— START —
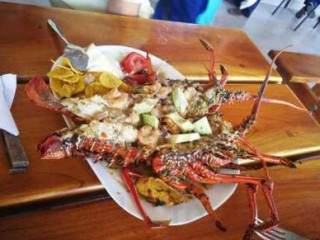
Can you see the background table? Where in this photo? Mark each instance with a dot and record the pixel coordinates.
(27, 45)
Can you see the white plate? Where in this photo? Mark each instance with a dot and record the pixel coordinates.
(112, 182)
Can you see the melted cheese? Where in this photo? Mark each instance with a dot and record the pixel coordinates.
(87, 107)
(110, 131)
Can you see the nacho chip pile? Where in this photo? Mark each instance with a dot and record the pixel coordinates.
(66, 81)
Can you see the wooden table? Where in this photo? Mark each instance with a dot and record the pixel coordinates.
(297, 194)
(280, 130)
(298, 67)
(177, 43)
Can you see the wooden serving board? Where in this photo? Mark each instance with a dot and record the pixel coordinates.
(280, 130)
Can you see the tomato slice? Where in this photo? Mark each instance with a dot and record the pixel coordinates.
(134, 62)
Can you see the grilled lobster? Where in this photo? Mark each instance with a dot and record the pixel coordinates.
(183, 165)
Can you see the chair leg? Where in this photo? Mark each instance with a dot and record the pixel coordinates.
(285, 6)
(278, 7)
(318, 22)
(303, 20)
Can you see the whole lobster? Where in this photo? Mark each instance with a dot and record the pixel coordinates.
(181, 166)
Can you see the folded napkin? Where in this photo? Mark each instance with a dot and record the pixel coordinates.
(8, 86)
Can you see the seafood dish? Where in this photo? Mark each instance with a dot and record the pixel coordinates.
(128, 115)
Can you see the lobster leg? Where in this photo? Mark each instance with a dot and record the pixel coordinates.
(224, 77)
(211, 73)
(267, 189)
(265, 157)
(252, 191)
(199, 194)
(126, 175)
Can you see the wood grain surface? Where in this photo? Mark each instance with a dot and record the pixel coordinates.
(27, 45)
(280, 130)
(298, 67)
(297, 196)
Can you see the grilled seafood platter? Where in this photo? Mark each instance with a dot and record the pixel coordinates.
(160, 135)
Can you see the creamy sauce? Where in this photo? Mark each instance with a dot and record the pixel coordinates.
(109, 131)
(87, 107)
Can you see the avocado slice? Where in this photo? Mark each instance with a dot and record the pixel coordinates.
(202, 126)
(145, 106)
(150, 120)
(184, 124)
(179, 100)
(180, 138)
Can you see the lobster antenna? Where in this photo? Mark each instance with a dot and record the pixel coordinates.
(210, 69)
(258, 101)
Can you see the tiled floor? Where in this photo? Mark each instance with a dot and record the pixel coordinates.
(273, 32)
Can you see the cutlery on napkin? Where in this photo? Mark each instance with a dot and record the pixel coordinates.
(17, 155)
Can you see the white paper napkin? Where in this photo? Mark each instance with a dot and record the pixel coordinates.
(8, 86)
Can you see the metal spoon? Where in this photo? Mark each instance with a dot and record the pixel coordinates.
(76, 54)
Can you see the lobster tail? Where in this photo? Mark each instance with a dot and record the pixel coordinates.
(39, 92)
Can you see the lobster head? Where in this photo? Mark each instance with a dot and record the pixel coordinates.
(52, 147)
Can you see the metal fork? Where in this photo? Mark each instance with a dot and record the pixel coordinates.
(278, 234)
(76, 54)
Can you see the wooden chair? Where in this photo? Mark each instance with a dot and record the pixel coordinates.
(300, 71)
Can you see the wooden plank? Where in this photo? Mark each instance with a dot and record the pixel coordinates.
(280, 130)
(297, 196)
(26, 48)
(308, 98)
(316, 90)
(298, 67)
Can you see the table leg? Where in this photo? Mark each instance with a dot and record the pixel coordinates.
(305, 18)
(278, 7)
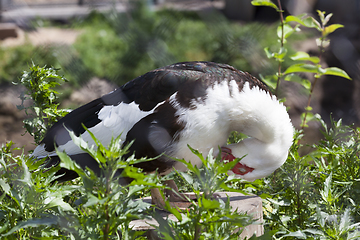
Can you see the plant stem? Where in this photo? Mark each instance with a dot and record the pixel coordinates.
(281, 46)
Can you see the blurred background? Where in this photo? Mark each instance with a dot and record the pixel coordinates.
(102, 44)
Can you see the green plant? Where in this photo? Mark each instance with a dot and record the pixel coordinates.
(40, 83)
(206, 218)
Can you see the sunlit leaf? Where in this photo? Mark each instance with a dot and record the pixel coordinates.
(331, 28)
(302, 67)
(305, 57)
(336, 72)
(266, 3)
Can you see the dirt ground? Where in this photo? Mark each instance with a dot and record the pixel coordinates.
(11, 125)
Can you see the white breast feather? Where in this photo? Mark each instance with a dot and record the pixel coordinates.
(250, 111)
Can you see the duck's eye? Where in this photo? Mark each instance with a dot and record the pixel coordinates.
(242, 170)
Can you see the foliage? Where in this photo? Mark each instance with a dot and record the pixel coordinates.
(312, 196)
(316, 196)
(15, 59)
(43, 111)
(122, 46)
(303, 62)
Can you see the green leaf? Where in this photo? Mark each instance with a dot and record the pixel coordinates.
(268, 53)
(266, 3)
(302, 67)
(270, 80)
(331, 28)
(33, 223)
(288, 30)
(336, 72)
(296, 78)
(305, 57)
(208, 203)
(292, 18)
(5, 186)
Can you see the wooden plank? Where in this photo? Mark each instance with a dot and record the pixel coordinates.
(250, 204)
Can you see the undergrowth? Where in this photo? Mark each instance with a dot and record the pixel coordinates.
(312, 196)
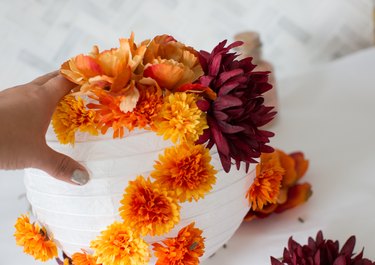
— END —
▶ **SHORT TASK**: Can you copy the records from the line that has "Can you see the foliage?" through the end of the records, changing "green leaf" to "fern frond" and keeping everything else the same? Leave the pictures out.

▶ **WRITTEN SOLUTION**:
Can you see the foliage? Where in this photo? Mark each instance with a dot and record the pixel coordinates.
(312, 196)
(316, 196)
(15, 59)
(43, 111)
(122, 46)
(303, 62)
Can you see the fern frond? Where in this photo? Mark each instance with a dot and record the pixel coordinates.
(268, 53)
(266, 3)
(302, 67)
(270, 80)
(331, 28)
(33, 223)
(288, 30)
(336, 72)
(296, 78)
(305, 57)
(208, 203)
(292, 18)
(5, 186)
Can you see the wooden plank? Where in this photo? Mark each instance with a dot and record the pixel coordinates.
(250, 204)
Can you see the undergrowth? Where in this photo? Mark each instance with a dot and record the pixel coordinates.
(312, 196)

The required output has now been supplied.